━━━━━ 本課題の資料

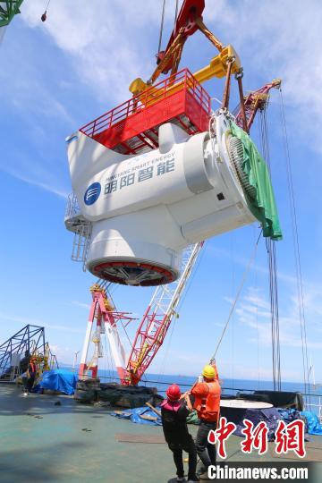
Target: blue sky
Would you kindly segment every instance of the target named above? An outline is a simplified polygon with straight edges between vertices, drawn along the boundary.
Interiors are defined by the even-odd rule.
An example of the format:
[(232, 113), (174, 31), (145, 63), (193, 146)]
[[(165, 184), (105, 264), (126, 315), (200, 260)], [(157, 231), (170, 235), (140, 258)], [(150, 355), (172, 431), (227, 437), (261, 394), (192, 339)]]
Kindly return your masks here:
[[(135, 77), (148, 78), (158, 43), (161, 0), (52, 2), (46, 23), (43, 0), (25, 0), (0, 45), (2, 276), (0, 341), (27, 323), (44, 325), (62, 362), (82, 345), (93, 276), (70, 259), (72, 237), (64, 226), (71, 191), (64, 138), (130, 96)], [(93, 8), (94, 4), (94, 8)], [(320, 136), (322, 5), (310, 0), (208, 0), (204, 21), (231, 43), (244, 67), (244, 89), (283, 79), (296, 196), (308, 350), (322, 380)], [(168, 0), (164, 45), (174, 2)], [(206, 65), (214, 47), (197, 33), (186, 43), (182, 66)], [(233, 82), (232, 107), (236, 104)], [(223, 84), (205, 84), (221, 98)], [(277, 244), (282, 377), (301, 381), (301, 347), (295, 265), (279, 93), (268, 111), (273, 183), (284, 232)], [(214, 105), (216, 106), (216, 104)], [(252, 136), (258, 139), (254, 125)], [(194, 375), (212, 355), (258, 237), (252, 225), (207, 242), (180, 318), (151, 372)], [(217, 362), (221, 375), (271, 378), (268, 272), (260, 242)], [(115, 287), (118, 308), (141, 317), (148, 288)], [(136, 323), (129, 327), (134, 335)], [(170, 336), (171, 335), (171, 336)], [(103, 368), (106, 365), (103, 361)]]

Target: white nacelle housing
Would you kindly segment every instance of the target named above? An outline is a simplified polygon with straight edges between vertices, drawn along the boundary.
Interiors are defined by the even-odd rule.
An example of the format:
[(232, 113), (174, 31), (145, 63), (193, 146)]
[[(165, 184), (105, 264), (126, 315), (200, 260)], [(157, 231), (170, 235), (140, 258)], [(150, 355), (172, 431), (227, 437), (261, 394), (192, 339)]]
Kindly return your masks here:
[(80, 131), (67, 139), (72, 189), (92, 224), (90, 272), (121, 284), (166, 284), (179, 276), (188, 245), (255, 220), (228, 152), (229, 122), (220, 114), (216, 124), (212, 139), (163, 124), (159, 148), (138, 156)]

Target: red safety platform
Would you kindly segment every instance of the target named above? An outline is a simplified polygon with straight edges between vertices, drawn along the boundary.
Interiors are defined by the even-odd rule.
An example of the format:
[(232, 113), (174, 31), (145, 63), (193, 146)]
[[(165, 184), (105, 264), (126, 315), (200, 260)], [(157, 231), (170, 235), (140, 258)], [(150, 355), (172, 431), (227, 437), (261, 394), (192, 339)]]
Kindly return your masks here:
[(158, 127), (174, 123), (188, 134), (208, 129), (210, 96), (183, 69), (80, 129), (106, 148), (138, 154), (158, 147)]

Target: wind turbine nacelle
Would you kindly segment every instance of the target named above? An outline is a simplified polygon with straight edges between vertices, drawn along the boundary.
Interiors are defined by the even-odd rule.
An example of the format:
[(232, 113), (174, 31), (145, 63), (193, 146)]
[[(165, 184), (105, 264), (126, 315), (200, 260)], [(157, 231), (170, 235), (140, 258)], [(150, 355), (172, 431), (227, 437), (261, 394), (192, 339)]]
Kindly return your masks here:
[(67, 138), (72, 189), (92, 224), (86, 266), (93, 275), (129, 285), (168, 284), (188, 245), (255, 221), (239, 171), (242, 143), (224, 114), (216, 124), (212, 139), (163, 124), (159, 148), (137, 156), (80, 131)]

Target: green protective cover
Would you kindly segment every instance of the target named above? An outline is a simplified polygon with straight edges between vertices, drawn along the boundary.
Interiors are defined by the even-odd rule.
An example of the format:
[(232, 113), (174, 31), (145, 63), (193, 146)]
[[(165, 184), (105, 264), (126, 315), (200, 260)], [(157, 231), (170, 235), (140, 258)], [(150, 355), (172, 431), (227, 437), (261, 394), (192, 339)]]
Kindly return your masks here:
[(250, 198), (244, 191), (248, 207), (260, 222), (263, 235), (272, 240), (282, 240), (276, 203), (268, 168), (250, 136), (234, 123), (231, 122), (232, 134), (241, 140), (243, 150), (242, 169), (250, 184), (256, 190), (256, 199)]

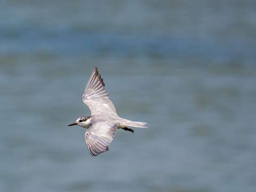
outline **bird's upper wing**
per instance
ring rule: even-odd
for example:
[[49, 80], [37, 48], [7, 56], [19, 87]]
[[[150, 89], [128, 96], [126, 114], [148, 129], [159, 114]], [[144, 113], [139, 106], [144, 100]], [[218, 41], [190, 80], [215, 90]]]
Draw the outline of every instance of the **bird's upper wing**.
[[92, 115], [116, 114], [113, 103], [108, 98], [103, 79], [95, 67], [83, 94], [83, 101], [87, 105]]
[[85, 132], [85, 142], [91, 155], [97, 156], [108, 150], [118, 124], [107, 121], [93, 123]]

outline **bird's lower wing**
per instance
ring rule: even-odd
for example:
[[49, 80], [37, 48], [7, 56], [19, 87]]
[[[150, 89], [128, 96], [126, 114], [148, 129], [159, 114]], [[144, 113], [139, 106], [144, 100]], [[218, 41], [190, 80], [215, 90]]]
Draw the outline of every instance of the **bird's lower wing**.
[[91, 155], [97, 156], [108, 150], [118, 124], [108, 121], [93, 123], [85, 132], [85, 142]]

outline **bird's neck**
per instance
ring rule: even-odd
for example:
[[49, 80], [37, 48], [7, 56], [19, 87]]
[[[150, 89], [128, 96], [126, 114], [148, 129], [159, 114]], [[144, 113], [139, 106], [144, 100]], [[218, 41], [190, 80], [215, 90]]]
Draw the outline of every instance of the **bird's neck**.
[[91, 125], [92, 124], [91, 122], [91, 117], [90, 117], [86, 121], [83, 122], [83, 123], [81, 124], [81, 126], [84, 128], [86, 128], [86, 129], [89, 128]]

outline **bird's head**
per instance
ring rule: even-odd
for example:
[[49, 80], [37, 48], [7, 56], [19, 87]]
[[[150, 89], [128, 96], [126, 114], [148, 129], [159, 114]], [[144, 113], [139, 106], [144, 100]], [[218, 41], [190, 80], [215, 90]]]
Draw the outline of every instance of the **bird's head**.
[[91, 116], [82, 116], [68, 126], [79, 125], [84, 128], [89, 128], [91, 124]]

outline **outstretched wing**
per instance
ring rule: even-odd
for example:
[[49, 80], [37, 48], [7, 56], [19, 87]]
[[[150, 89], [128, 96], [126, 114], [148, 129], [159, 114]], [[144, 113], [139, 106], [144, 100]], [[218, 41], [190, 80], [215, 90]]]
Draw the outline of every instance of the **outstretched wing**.
[[95, 67], [87, 83], [83, 94], [83, 101], [86, 104], [92, 115], [116, 114], [113, 103], [108, 98], [105, 83], [100, 74]]
[[85, 142], [91, 155], [94, 156], [108, 150], [108, 146], [115, 137], [117, 126], [108, 121], [92, 124], [85, 132]]

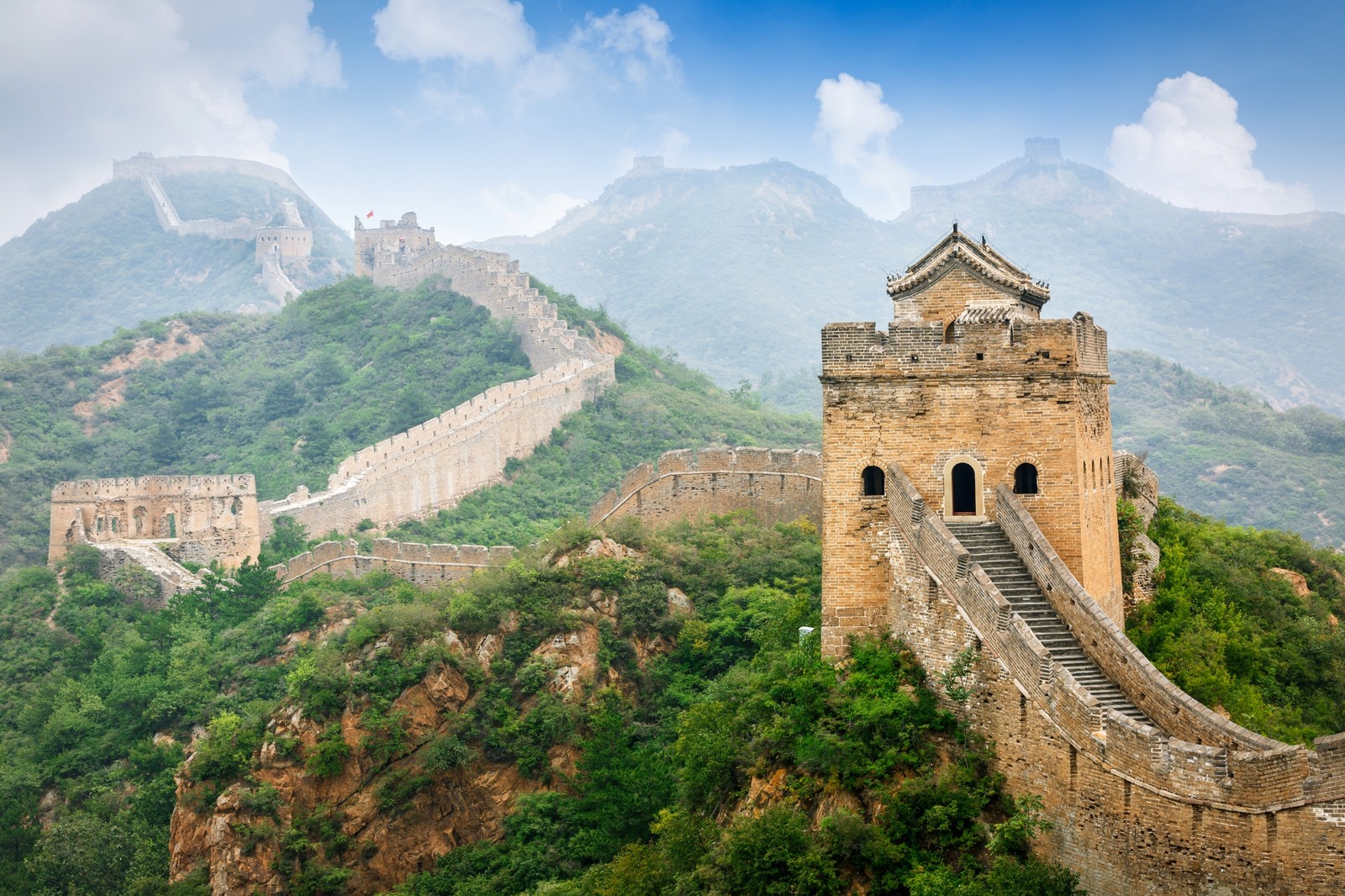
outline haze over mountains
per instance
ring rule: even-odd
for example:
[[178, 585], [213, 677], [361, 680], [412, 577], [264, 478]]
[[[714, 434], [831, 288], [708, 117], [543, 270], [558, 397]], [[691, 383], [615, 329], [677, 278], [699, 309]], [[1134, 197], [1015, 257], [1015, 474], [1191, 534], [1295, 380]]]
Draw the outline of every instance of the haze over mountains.
[[[280, 170], [227, 159], [151, 161], [182, 163], [159, 187], [186, 226], [159, 219], [136, 176], [114, 178], [34, 222], [0, 245], [0, 348], [93, 344], [180, 311], [273, 311], [288, 285], [297, 292], [350, 273], [350, 234]], [[204, 167], [211, 163], [219, 167]], [[311, 231], [312, 250], [286, 260], [285, 289], [268, 291], [256, 233], [286, 223], [286, 200]]]
[[1141, 348], [1278, 406], [1345, 410], [1345, 215], [1178, 209], [1096, 168], [1034, 153], [963, 184], [917, 188], [878, 222], [783, 161], [648, 165], [533, 237], [484, 245], [724, 383], [815, 365], [818, 330], [884, 324], [885, 272], [958, 221], [1050, 281], [1048, 316], [1087, 309]]

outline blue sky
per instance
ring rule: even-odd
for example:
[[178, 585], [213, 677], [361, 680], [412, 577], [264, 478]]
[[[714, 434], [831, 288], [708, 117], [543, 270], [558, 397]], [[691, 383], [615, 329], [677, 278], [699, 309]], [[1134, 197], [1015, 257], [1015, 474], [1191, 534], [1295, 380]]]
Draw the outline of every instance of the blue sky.
[[342, 225], [414, 209], [445, 239], [535, 233], [633, 155], [784, 159], [888, 218], [1029, 136], [1177, 204], [1345, 209], [1334, 0], [47, 0], [9, 24], [0, 238], [141, 149], [278, 163]]

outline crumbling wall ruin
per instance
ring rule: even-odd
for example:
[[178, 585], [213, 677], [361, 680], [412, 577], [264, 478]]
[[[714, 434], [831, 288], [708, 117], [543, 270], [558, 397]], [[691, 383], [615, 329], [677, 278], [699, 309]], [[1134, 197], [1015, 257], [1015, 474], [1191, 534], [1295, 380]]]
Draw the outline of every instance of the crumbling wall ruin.
[[[358, 223], [358, 222], [356, 222]], [[346, 457], [327, 490], [300, 487], [262, 505], [264, 529], [288, 515], [309, 533], [350, 531], [362, 519], [393, 523], [451, 507], [503, 478], [568, 414], [616, 381], [615, 358], [560, 320], [518, 262], [498, 252], [443, 246], [414, 213], [355, 230], [356, 272], [409, 289], [443, 277], [500, 320], [511, 320], [537, 375], [486, 390], [434, 420]]]
[[430, 588], [465, 578], [479, 569], [506, 564], [512, 556], [514, 549], [508, 546], [421, 545], [390, 538], [374, 541], [373, 550], [364, 554], [359, 550], [359, 542], [343, 539], [324, 541], [270, 569], [285, 585], [319, 573], [346, 577], [386, 569], [420, 588]]
[[179, 561], [238, 566], [261, 549], [252, 474], [79, 479], [51, 490], [48, 562], [71, 544], [164, 545]]

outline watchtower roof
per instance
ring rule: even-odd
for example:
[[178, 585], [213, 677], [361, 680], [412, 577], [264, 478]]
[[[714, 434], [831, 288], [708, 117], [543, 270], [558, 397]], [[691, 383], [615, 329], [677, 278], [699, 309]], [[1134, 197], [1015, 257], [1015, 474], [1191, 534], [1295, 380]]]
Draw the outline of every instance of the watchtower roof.
[[1040, 309], [1050, 300], [1050, 287], [1032, 278], [1026, 270], [1005, 258], [986, 238], [968, 238], [952, 225], [947, 237], [907, 268], [888, 277], [888, 295], [894, 301], [924, 292], [955, 268], [964, 268], [976, 280], [1005, 299]]

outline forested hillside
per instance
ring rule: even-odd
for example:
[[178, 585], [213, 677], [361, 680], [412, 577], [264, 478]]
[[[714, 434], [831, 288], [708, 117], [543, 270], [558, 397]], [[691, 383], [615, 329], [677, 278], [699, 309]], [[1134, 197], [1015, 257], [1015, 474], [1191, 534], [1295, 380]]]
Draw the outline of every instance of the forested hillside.
[[[252, 573], [160, 612], [78, 550], [63, 591], [4, 574], [0, 888], [208, 892], [204, 869], [167, 885], [176, 807], [174, 849], [218, 819], [241, 853], [211, 870], [245, 891], [1075, 891], [1025, 858], [1033, 803], [1003, 796], [908, 654], [861, 643], [839, 670], [800, 642], [811, 526], [613, 534], [625, 548], [594, 553], [569, 527], [443, 591], [276, 595]], [[447, 702], [426, 714], [425, 694]], [[465, 839], [408, 879], [398, 857], [445, 814]]]
[[[562, 316], [592, 331], [592, 312], [550, 295]], [[0, 569], [46, 556], [56, 482], [252, 472], [262, 499], [282, 498], [299, 483], [324, 488], [336, 463], [359, 448], [531, 375], [512, 328], [433, 287], [398, 292], [344, 280], [273, 316], [192, 312], [179, 320], [188, 331], [143, 324], [91, 348], [0, 357], [0, 428], [12, 439], [0, 464]], [[129, 370], [113, 361], [149, 338], [182, 350], [199, 338], [204, 347]], [[617, 359], [617, 386], [533, 459], [510, 463], [511, 490], [472, 495], [452, 517], [457, 522], [413, 534], [529, 544], [586, 514], [627, 470], [663, 451], [816, 444], [814, 420], [759, 405], [672, 355], [629, 343]]]
[[1112, 352], [1112, 437], [1146, 453], [1159, 488], [1202, 514], [1345, 546], [1345, 420], [1143, 352]]
[[[179, 320], [188, 330], [175, 336], [147, 323], [90, 348], [0, 357], [0, 426], [13, 440], [0, 464], [0, 568], [43, 556], [56, 482], [252, 472], [264, 499], [282, 498], [324, 488], [358, 448], [531, 375], [512, 328], [447, 291], [344, 280], [273, 316]], [[114, 363], [143, 339], [190, 348], [192, 336], [203, 347], [171, 361]]]
[[[313, 231], [312, 257], [292, 273], [296, 285], [320, 287], [351, 269], [350, 237], [303, 195], [222, 171], [161, 183], [184, 221], [281, 223], [281, 202], [295, 199]], [[191, 309], [273, 308], [260, 274], [254, 241], [164, 233], [140, 182], [112, 180], [0, 246], [0, 316], [8, 322], [0, 348], [93, 344]]]
[[[755, 391], [820, 416], [818, 373], [772, 374]], [[1143, 351], [1111, 351], [1111, 374], [1112, 439], [1147, 456], [1163, 494], [1233, 525], [1345, 546], [1345, 420], [1313, 406], [1276, 410]]]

━━━━━━━━━━

実施事項 >> 「outline forested hillside」を含む行から「Draw the outline of every instance of the forested」を含む行までを、「forested hillside」を「pine-covered slope」に置き換え、それ以外は一切変えずに書き直してください。

解答 >>
outline pine-covered slope
per instance
ring rule: even-odd
for example:
[[178, 585], [213, 677], [361, 680], [412, 577], [264, 478]]
[[[714, 434], [831, 288], [708, 117], [543, 270], [558, 397]], [[691, 383], [615, 329], [677, 278], [699, 309]], [[1134, 197], [1015, 257], [1015, 474], [1191, 534], [1295, 380]]]
Draw the outline of every instance of the pine-covered slope.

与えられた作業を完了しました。